TASK DETAILS — Your reply should be made up of every line in the records below that holds the string "instance".

Records from a data source —
——————————

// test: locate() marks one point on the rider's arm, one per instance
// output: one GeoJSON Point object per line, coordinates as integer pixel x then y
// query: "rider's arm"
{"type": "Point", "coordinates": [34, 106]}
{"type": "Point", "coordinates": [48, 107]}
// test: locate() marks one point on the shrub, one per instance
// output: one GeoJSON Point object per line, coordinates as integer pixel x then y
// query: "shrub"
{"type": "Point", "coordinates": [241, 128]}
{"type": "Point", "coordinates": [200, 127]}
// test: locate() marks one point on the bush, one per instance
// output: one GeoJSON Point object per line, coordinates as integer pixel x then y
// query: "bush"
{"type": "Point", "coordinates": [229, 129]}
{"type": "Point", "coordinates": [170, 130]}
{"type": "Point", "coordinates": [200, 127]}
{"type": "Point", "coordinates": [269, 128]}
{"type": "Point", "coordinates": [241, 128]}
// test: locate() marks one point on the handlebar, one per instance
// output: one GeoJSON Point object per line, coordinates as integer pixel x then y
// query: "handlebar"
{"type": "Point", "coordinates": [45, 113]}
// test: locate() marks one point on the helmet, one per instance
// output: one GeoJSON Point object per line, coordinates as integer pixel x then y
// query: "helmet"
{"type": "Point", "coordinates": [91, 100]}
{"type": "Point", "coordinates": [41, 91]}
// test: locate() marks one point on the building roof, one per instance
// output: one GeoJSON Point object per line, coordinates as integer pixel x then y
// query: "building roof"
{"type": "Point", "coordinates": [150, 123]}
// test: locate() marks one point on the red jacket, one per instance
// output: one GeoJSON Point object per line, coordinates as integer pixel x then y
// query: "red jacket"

——————————

TASK RESPONSE —
// test: locate() marks one point on the rider's arm, one per instance
// test: locate() marks one point on the shrub, one per instance
// test: locate() marks one point on the bush, one per instance
// test: locate() marks one point on the handlebar, one per instance
// test: locate() marks one point on the helmet, one per instance
// test: locate() marks one point on the building roof, one per instance
// test: locate() marks one point on the red jacket, one per instance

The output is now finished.